— ASSIGNMENT —
Please copy, exactly as written, the span from the first line below to the line that contains "the **green wall**?", including both, and skip the pictures.

[Start of Attachment]

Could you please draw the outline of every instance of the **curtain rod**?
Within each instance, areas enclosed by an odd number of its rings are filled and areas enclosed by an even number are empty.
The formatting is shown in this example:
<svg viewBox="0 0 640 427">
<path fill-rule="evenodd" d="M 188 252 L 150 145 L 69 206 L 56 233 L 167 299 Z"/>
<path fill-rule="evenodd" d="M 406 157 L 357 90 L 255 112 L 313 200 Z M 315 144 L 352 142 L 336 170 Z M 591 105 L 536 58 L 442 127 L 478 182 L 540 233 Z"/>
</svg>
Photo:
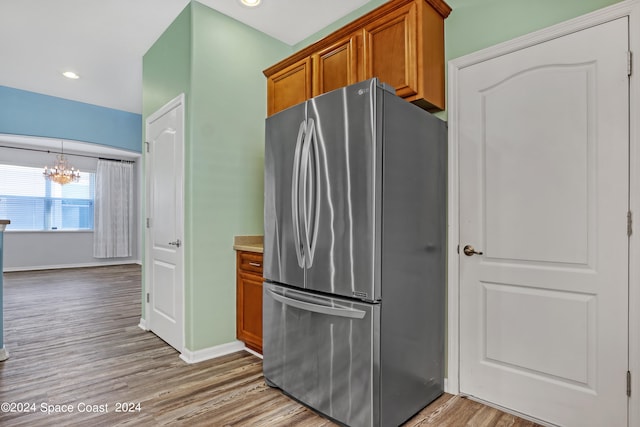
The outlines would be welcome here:
<svg viewBox="0 0 640 427">
<path fill-rule="evenodd" d="M 40 150 L 38 148 L 25 148 L 25 147 L 12 147 L 10 145 L 0 145 L 0 148 L 12 148 L 14 150 L 26 150 L 26 151 L 39 151 L 41 153 L 53 153 L 53 154 L 64 154 L 60 151 L 51 151 L 51 150 Z M 86 154 L 64 154 L 65 156 L 76 156 L 76 157 L 88 157 L 90 159 L 98 159 L 98 160 L 108 160 L 110 162 L 122 162 L 122 163 L 135 163 L 135 160 L 124 160 L 124 159 L 110 159 L 108 157 L 97 157 L 97 156 L 89 156 Z"/>
</svg>

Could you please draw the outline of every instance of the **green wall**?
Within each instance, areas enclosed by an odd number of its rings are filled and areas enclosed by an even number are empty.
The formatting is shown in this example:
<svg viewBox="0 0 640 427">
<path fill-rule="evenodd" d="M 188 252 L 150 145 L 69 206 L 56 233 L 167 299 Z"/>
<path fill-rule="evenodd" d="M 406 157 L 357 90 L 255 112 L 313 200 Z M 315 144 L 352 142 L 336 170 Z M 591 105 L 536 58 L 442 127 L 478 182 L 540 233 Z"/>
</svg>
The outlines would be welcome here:
<svg viewBox="0 0 640 427">
<path fill-rule="evenodd" d="M 376 7 L 383 5 L 386 2 L 387 0 L 369 0 L 369 2 L 364 6 L 359 7 L 358 9 L 354 10 L 350 14 L 342 17 L 341 19 L 338 19 L 331 25 L 324 27 L 322 30 L 310 35 L 306 39 L 302 40 L 300 43 L 294 45 L 293 52 L 296 52 L 304 47 L 307 47 L 308 45 L 320 40 L 321 38 L 327 36 L 328 34 L 331 34 L 337 29 L 344 27 L 349 22 L 356 20 L 357 18 L 361 17 L 365 13 L 372 11 Z"/>
<path fill-rule="evenodd" d="M 189 99 L 190 85 L 191 9 L 187 6 L 144 55 L 143 119 L 146 120 L 149 115 L 183 92 Z"/>
<path fill-rule="evenodd" d="M 262 234 L 263 227 L 262 70 L 291 53 L 193 1 L 144 56 L 143 118 L 186 95 L 187 350 L 235 340 L 233 236 Z"/>
<path fill-rule="evenodd" d="M 191 5 L 188 342 L 201 349 L 235 339 L 233 236 L 263 230 L 267 88 L 262 70 L 291 49 L 200 3 Z"/>
<path fill-rule="evenodd" d="M 191 82 L 191 9 L 187 6 L 171 26 L 158 38 L 147 51 L 142 60 L 142 121 L 171 101 L 181 93 L 186 102 L 190 100 Z M 185 108 L 185 117 L 189 117 L 190 109 Z M 145 126 L 142 126 L 142 140 L 146 140 Z M 185 127 L 185 140 L 188 140 L 189 129 Z M 144 156 L 143 167 L 144 167 Z M 146 188 L 143 186 L 146 200 Z M 144 204 L 143 204 L 144 206 Z M 183 239 L 184 240 L 184 239 Z M 143 240 L 144 242 L 144 240 Z M 143 250 L 144 264 L 144 250 Z M 144 284 L 144 269 L 143 281 Z M 142 288 L 142 318 L 145 318 L 145 294 Z"/>
</svg>

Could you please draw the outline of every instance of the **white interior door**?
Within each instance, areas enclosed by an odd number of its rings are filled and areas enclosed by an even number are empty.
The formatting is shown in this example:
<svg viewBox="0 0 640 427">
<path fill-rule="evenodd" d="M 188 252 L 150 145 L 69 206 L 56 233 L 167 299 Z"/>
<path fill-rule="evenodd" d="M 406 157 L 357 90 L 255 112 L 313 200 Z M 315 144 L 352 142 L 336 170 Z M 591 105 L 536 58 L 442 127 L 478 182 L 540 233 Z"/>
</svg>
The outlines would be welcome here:
<svg viewBox="0 0 640 427">
<path fill-rule="evenodd" d="M 563 426 L 627 425 L 628 49 L 624 17 L 459 74 L 460 391 Z"/>
<path fill-rule="evenodd" d="M 183 150 L 184 97 L 146 123 L 147 327 L 172 347 L 184 349 Z"/>
</svg>

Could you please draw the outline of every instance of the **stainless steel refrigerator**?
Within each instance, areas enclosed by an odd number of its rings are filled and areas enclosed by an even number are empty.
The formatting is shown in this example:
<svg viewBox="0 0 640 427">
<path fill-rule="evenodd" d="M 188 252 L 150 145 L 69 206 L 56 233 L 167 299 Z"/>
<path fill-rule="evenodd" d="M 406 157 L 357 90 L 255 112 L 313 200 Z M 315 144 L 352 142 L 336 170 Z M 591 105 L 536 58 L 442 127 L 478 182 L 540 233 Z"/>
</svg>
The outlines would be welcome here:
<svg viewBox="0 0 640 427">
<path fill-rule="evenodd" d="M 446 124 L 377 79 L 266 121 L 263 370 L 349 426 L 442 394 Z"/>
</svg>

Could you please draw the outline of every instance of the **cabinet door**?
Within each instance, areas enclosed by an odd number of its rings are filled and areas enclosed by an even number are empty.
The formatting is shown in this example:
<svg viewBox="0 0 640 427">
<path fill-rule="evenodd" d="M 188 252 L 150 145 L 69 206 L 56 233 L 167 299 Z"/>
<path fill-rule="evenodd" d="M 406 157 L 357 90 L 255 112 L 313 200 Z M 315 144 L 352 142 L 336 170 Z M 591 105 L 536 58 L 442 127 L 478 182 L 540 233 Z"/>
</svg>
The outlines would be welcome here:
<svg viewBox="0 0 640 427">
<path fill-rule="evenodd" d="M 240 272 L 237 299 L 237 338 L 262 353 L 262 277 Z"/>
<path fill-rule="evenodd" d="M 262 353 L 262 254 L 236 256 L 236 337 Z"/>
<path fill-rule="evenodd" d="M 313 55 L 313 96 L 358 82 L 357 35 Z"/>
<path fill-rule="evenodd" d="M 307 57 L 267 78 L 267 115 L 304 102 L 311 96 L 311 57 Z"/>
<path fill-rule="evenodd" d="M 364 78 L 378 77 L 403 98 L 418 94 L 416 19 L 416 4 L 412 2 L 363 29 Z"/>
</svg>

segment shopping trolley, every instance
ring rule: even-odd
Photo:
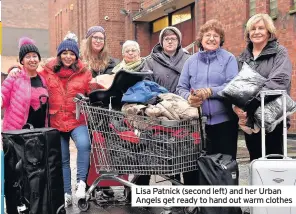
[[[89,209],[92,192],[102,180],[115,180],[131,188],[135,184],[119,175],[159,175],[170,179],[168,176],[197,170],[196,161],[204,148],[201,119],[164,121],[124,114],[112,109],[112,97],[109,108],[92,106],[81,94],[74,101],[77,119],[85,117],[90,139],[100,139],[100,143],[92,143],[91,156],[101,176],[90,186],[86,198],[78,200],[81,211]],[[169,214],[171,209],[165,208],[162,213]]]

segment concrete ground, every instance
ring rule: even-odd
[[[290,138],[288,140],[288,151],[290,157],[296,157],[296,139]],[[239,137],[238,140],[238,163],[239,163],[239,173],[240,173],[240,185],[248,185],[248,177],[249,177],[249,155],[248,150],[245,146],[245,141],[242,136]],[[72,169],[72,187],[73,192],[76,184],[76,148],[75,145],[71,144],[71,169]],[[151,185],[165,185],[170,184],[170,182],[165,181],[159,183],[162,178],[159,176],[152,176],[151,178]],[[123,195],[123,188],[116,187],[113,188],[117,198],[122,198]],[[243,208],[245,210],[246,208]],[[95,203],[90,202],[90,209],[86,212],[88,214],[160,214],[162,209],[160,208],[133,208],[130,205],[126,206],[115,206],[109,205],[105,207],[99,207]],[[80,212],[77,207],[77,199],[74,198],[74,204],[72,207],[67,209],[67,214],[80,214],[84,212]],[[184,213],[180,208],[174,208],[174,214],[181,214]]]

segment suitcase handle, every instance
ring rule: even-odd
[[[261,147],[262,147],[262,157],[266,157],[266,145],[265,145],[265,119],[264,119],[264,97],[270,95],[282,95],[283,104],[283,151],[284,156],[288,156],[288,143],[287,143],[287,110],[286,110],[286,96],[287,92],[285,90],[267,90],[261,91]]]
[[[290,157],[287,157],[287,156],[285,156],[285,155],[280,155],[280,154],[269,154],[269,155],[266,155],[266,156],[264,157],[264,159],[266,159],[266,158],[283,158],[283,159],[292,159],[292,158],[290,158]]]

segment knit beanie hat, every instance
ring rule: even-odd
[[[162,41],[163,41],[164,33],[167,30],[171,30],[176,34],[176,36],[178,38],[178,41],[179,41],[178,47],[180,47],[181,42],[182,42],[182,33],[180,32],[180,30],[178,28],[172,27],[172,26],[166,27],[166,28],[162,29],[162,31],[160,32],[160,34],[159,34],[159,44],[161,45],[161,47],[162,47]]]
[[[35,41],[28,38],[22,37],[19,40],[19,62],[23,65],[22,61],[27,53],[34,52],[38,55],[39,61],[41,61],[41,56],[38,48],[35,45]]]
[[[92,35],[93,33],[97,33],[97,32],[101,32],[104,35],[104,37],[106,37],[105,30],[103,27],[92,26],[87,30],[85,38],[87,39],[88,37],[90,37],[90,35]]]
[[[67,39],[73,39],[75,42],[78,43],[78,37],[76,36],[75,33],[72,33],[71,31],[68,31],[68,33],[66,34],[63,40],[67,40]]]
[[[60,56],[63,51],[72,51],[75,54],[76,59],[79,58],[78,44],[73,39],[66,39],[66,40],[62,41],[62,43],[58,47],[57,56]]]

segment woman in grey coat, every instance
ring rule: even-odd
[[[243,63],[249,64],[255,71],[267,79],[263,90],[287,90],[290,93],[292,64],[288,51],[280,45],[275,35],[276,29],[272,19],[267,14],[256,14],[247,22],[245,38],[248,45],[238,57],[241,68]],[[254,99],[247,112],[235,107],[241,125],[246,124],[246,117],[252,116],[260,105],[260,99]],[[245,134],[250,160],[260,158],[261,132]],[[283,153],[283,123],[277,125],[274,131],[266,134],[266,153]]]
[[[182,34],[176,27],[166,27],[159,35],[159,43],[146,58],[143,71],[151,70],[151,81],[165,87],[171,93],[176,92],[178,81],[185,61],[190,57],[181,46]],[[196,181],[195,172],[183,174],[184,184],[193,185]],[[180,181],[180,175],[174,179]],[[149,185],[150,176],[136,176],[133,182],[138,185]]]
[[[181,46],[182,34],[176,27],[166,27],[159,34],[159,43],[154,46],[146,58],[143,70],[153,71],[150,80],[165,87],[171,93],[176,92],[179,77],[188,52]]]

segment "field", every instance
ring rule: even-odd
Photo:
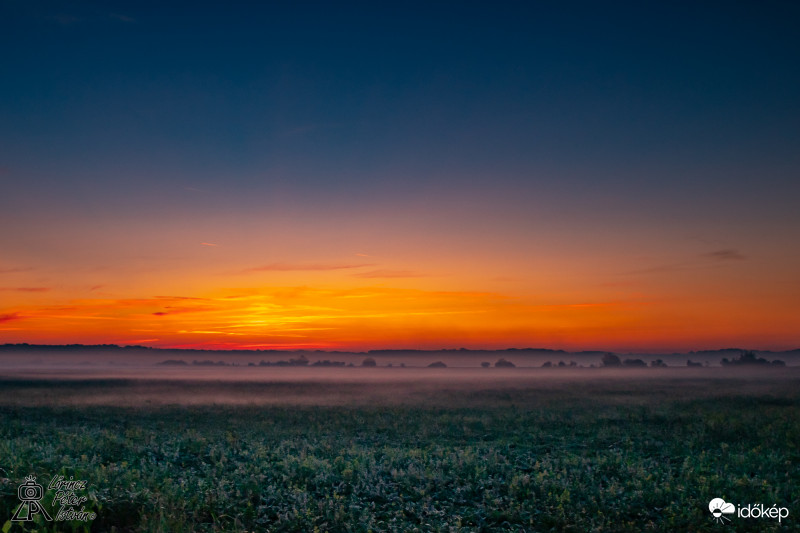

[End of Attachment]

— OUTPUT OF THE EXERCISE —
Could you please draw the outline of every instance of the **curtain rod**?
Within each instance, areas enclosed by an odd number of its rings are filled and areas enclosed by an even number are empty.
The formatting is shown in this example:
<svg viewBox="0 0 640 427">
<path fill-rule="evenodd" d="M 188 252 L 150 145 L 69 206 L 56 233 L 167 299 Z"/>
<path fill-rule="evenodd" d="M 406 157 L 357 90 L 255 112 L 313 200 Z M 315 144 L 352 142 L 336 170 Z M 591 105 L 536 58 L 442 127 L 478 182 L 540 233 Z"/>
</svg>
Photo:
The outlines would be welcome here:
<svg viewBox="0 0 640 427">
<path fill-rule="evenodd" d="M 40 150 L 38 148 L 25 148 L 25 147 L 12 147 L 10 145 L 0 145 L 0 148 L 12 148 L 14 150 L 26 150 L 26 151 L 39 151 L 41 153 L 53 153 L 53 154 L 64 154 L 60 151 L 51 151 L 51 150 Z M 86 154 L 64 154 L 65 156 L 76 156 L 76 157 L 88 157 L 90 159 L 98 159 L 98 160 L 108 160 L 110 162 L 122 162 L 122 163 L 135 163 L 135 160 L 124 160 L 124 159 L 110 159 L 108 157 L 97 157 L 97 156 L 89 156 Z"/>
</svg>

Could you please draw the outline of every instance of the **green wall**?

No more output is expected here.